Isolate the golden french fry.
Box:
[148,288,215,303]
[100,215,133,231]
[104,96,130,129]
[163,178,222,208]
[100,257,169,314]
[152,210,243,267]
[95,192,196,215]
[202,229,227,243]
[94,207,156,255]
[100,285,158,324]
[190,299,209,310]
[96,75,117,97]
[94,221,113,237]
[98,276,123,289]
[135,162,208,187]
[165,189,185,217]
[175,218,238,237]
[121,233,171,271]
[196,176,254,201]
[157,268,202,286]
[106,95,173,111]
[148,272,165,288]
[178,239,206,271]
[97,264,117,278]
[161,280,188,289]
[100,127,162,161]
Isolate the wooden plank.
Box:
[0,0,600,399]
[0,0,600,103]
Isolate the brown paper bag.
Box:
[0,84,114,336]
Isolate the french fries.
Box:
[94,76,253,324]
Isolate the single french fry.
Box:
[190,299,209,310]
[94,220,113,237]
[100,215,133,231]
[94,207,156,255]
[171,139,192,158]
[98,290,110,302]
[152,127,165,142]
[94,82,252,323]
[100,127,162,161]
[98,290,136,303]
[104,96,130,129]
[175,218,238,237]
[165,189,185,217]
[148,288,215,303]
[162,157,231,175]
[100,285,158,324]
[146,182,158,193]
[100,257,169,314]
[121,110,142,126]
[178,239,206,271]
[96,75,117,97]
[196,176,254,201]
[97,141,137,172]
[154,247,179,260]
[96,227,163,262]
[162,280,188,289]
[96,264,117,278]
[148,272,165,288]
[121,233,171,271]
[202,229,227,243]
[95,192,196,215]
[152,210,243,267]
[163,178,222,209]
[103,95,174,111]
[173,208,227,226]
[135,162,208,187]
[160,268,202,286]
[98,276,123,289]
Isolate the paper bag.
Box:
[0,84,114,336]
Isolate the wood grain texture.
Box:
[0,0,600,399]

============================================================

What to produce>
Please write out the stretch from the line containing "Isolate the wooden plank." through the line containing "[94,76,253,324]", swapping "brown paper bag" for "kraft paper bag" and keeping everything else the same.

Exercise solution>
Isolate the wooden plank.
Box:
[0,0,600,399]
[0,0,600,103]
Isolate the kraft paper bag.
Box:
[0,84,114,336]
Isolate the french fries.
Box:
[94,76,253,324]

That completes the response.